Every line of the following records that includes "facial" should be copied.

#### [SUPPLIED DATA]
^^^^

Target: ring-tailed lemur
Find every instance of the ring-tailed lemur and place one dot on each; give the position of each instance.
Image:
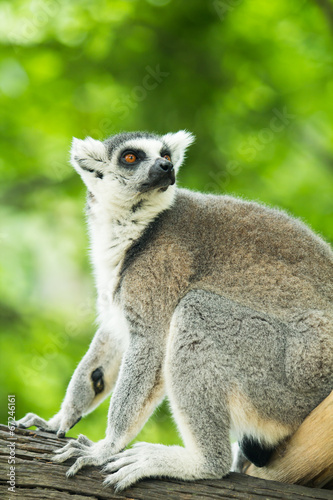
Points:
(223, 305)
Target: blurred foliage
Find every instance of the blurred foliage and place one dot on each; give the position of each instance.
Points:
(252, 80)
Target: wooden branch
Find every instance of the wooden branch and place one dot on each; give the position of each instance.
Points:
(36, 477)
(306, 457)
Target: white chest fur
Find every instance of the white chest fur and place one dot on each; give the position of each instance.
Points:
(112, 232)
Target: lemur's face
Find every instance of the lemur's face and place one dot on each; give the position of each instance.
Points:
(129, 165)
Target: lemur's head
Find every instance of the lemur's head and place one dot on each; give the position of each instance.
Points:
(130, 166)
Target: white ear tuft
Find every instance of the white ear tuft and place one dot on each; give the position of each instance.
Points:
(87, 150)
(178, 143)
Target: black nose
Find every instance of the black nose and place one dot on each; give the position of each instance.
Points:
(163, 164)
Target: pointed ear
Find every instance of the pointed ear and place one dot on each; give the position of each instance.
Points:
(178, 143)
(88, 157)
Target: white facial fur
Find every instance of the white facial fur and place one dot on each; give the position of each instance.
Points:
(112, 183)
(113, 222)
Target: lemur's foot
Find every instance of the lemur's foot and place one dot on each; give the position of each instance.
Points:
(152, 460)
(88, 453)
(58, 424)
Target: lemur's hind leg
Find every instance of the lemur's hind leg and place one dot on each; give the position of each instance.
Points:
(90, 384)
(195, 390)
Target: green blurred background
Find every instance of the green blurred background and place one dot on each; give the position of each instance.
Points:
(253, 82)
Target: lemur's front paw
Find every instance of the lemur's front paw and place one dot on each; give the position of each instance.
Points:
(88, 453)
(59, 424)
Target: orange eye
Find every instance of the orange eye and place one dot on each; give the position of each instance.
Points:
(130, 158)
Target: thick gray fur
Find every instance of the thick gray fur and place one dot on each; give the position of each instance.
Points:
(220, 304)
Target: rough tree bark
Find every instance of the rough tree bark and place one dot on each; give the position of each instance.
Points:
(36, 477)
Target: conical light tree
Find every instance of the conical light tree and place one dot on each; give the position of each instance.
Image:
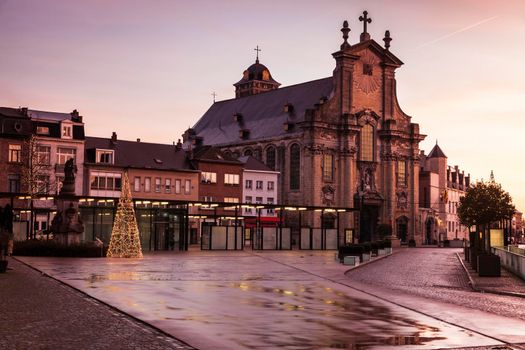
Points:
(125, 238)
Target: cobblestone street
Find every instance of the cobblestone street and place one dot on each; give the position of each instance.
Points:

^^^^

#### [TASK SOLUTION]
Target: white facial fur
Find every instance of the white facial fur and place one dot on each; give the position of each instance.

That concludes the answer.